• Task goal: Select and copy every line in the entries below that contains the string "player". Case counts.

— Start of Source data —

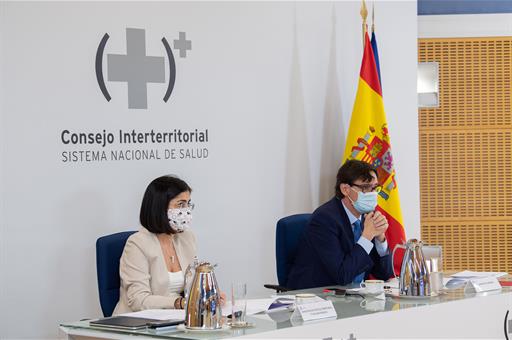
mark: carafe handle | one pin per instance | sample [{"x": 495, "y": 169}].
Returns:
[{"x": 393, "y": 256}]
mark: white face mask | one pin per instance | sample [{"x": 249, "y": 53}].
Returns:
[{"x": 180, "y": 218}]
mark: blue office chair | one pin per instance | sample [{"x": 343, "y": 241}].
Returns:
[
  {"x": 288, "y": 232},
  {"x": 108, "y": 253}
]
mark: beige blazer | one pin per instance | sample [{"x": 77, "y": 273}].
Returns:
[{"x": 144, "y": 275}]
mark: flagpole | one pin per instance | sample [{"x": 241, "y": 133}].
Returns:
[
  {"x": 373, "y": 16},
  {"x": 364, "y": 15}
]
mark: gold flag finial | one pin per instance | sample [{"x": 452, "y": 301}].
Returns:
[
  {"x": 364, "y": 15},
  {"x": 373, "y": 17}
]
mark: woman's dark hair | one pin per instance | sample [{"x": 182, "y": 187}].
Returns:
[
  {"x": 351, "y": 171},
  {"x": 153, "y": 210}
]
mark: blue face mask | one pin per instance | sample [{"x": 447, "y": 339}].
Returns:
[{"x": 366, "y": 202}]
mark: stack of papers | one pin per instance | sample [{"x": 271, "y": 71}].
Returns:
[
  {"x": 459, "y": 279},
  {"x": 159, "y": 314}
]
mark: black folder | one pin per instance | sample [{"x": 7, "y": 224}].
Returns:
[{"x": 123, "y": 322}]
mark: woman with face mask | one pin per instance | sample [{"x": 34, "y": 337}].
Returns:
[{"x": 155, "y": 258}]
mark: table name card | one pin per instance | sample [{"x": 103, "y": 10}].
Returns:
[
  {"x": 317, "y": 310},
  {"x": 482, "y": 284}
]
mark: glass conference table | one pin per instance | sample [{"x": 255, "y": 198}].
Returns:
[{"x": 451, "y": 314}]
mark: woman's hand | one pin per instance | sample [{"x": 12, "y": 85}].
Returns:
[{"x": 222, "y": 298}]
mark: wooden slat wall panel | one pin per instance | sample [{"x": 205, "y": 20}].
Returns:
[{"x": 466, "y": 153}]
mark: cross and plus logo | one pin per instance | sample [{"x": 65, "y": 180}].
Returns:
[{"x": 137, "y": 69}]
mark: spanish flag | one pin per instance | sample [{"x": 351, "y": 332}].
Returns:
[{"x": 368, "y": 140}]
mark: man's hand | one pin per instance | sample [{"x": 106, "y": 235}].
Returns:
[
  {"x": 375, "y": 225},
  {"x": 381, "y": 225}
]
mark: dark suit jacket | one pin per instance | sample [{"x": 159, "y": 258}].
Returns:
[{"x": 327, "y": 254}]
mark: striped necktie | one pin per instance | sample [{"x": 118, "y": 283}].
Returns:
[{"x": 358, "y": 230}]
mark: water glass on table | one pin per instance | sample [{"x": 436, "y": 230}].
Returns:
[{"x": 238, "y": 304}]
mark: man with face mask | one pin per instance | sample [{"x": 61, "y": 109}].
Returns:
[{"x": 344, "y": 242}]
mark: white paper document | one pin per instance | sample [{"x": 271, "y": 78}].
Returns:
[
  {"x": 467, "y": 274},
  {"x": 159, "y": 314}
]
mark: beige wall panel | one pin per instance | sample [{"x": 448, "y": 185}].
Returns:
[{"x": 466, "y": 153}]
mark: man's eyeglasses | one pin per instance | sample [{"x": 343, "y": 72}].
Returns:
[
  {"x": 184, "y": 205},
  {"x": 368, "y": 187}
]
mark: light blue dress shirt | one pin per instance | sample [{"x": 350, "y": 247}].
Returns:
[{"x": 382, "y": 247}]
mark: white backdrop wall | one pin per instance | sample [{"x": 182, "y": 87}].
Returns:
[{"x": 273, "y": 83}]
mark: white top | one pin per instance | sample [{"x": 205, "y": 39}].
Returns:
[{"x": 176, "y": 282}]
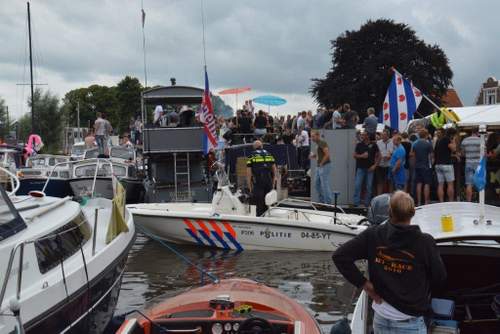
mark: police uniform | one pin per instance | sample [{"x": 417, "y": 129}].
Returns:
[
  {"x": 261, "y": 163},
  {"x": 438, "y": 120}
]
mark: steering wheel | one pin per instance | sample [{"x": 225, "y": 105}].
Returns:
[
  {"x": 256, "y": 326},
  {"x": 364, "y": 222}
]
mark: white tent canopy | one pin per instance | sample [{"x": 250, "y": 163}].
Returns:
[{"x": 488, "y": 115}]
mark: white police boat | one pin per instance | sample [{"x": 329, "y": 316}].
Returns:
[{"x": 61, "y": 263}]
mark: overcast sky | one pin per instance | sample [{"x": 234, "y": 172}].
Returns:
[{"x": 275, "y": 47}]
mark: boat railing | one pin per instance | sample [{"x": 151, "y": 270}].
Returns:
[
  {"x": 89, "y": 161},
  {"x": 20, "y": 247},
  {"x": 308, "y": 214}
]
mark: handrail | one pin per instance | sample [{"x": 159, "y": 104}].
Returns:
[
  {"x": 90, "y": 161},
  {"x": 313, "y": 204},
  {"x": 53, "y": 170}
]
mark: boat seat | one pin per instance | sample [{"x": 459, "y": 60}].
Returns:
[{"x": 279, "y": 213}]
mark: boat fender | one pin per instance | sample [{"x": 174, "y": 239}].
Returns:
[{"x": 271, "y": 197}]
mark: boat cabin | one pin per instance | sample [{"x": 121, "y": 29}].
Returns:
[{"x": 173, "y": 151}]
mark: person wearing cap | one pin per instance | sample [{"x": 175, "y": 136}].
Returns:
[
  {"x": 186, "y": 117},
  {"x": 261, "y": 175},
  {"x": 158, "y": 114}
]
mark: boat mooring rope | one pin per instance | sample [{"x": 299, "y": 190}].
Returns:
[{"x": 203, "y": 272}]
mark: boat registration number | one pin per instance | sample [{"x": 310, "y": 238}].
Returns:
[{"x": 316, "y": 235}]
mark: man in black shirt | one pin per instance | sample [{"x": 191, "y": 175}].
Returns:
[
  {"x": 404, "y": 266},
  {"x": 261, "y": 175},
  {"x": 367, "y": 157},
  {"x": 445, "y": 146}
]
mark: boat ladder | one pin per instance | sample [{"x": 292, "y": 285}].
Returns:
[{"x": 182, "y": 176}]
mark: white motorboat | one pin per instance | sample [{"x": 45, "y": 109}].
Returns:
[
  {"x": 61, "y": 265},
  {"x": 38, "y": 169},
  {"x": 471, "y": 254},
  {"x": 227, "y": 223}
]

— End of Source data —
— Start of Source data —

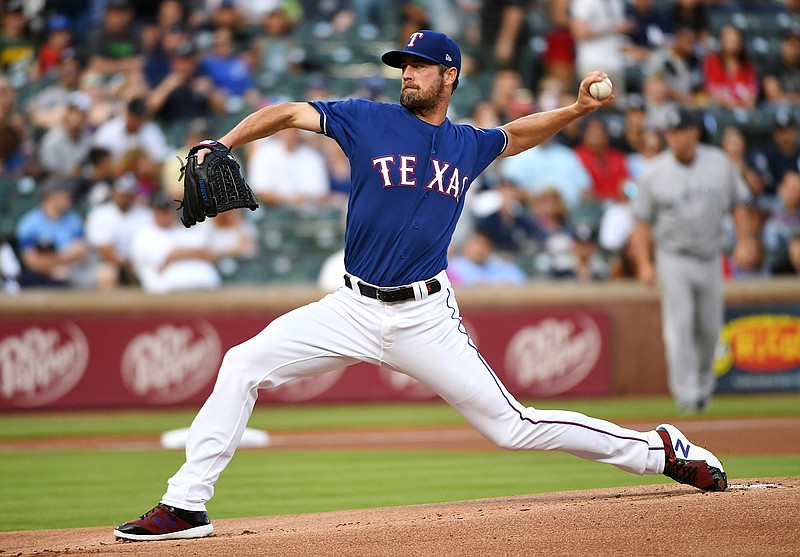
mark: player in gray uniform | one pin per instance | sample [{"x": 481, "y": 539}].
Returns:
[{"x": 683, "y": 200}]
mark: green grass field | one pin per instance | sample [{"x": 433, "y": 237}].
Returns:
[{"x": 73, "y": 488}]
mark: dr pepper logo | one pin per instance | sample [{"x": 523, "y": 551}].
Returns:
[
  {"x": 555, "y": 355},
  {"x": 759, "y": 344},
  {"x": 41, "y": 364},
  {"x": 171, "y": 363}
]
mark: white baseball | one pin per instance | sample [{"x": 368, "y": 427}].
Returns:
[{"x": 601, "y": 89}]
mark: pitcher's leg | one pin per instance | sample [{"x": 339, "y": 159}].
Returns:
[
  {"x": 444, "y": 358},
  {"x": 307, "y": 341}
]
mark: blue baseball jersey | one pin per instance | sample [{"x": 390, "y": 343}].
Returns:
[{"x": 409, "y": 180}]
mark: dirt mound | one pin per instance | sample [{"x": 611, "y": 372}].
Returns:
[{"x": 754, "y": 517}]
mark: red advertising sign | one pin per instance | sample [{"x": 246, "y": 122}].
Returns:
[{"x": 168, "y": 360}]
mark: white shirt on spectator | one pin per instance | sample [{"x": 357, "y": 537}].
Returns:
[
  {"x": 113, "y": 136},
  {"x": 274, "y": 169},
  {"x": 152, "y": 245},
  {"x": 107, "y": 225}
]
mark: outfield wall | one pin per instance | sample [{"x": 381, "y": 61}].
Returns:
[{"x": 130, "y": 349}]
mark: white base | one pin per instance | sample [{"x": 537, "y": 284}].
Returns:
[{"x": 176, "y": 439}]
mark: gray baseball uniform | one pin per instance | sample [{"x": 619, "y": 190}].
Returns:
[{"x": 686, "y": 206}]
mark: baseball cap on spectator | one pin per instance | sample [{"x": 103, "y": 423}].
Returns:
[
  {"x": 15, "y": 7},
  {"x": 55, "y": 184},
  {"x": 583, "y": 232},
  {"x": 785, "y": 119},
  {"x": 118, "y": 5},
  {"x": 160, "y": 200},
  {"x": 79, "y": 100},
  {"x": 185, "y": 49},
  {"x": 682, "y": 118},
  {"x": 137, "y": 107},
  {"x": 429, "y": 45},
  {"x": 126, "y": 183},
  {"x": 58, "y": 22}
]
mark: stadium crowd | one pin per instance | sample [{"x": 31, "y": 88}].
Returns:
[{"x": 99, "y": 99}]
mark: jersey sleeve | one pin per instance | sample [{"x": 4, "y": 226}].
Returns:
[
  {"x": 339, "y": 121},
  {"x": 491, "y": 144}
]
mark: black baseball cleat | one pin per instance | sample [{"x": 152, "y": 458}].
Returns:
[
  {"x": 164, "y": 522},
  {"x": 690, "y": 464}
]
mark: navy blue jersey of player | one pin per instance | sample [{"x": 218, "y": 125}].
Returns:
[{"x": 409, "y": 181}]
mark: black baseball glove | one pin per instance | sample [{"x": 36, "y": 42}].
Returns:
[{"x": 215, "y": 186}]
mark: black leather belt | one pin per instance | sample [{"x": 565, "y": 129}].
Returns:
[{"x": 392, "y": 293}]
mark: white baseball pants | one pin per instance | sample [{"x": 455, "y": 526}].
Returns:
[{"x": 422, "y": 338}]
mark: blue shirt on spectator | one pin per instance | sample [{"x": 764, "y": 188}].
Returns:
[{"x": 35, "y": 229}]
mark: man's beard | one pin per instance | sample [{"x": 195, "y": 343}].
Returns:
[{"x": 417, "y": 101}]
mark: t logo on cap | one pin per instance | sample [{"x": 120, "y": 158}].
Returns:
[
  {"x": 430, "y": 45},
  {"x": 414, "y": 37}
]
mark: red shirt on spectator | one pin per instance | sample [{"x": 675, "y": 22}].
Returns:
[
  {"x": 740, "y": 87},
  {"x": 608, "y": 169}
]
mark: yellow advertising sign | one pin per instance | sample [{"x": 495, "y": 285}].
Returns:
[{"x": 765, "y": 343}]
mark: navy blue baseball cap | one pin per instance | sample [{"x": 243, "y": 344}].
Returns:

— End of Source data —

• Output:
mark: player in gray uniform | one pin per instance | sample [{"x": 481, "y": 539}].
mark: navy blue jersey of player | one pin per instance | sample [{"x": 218, "y": 125}].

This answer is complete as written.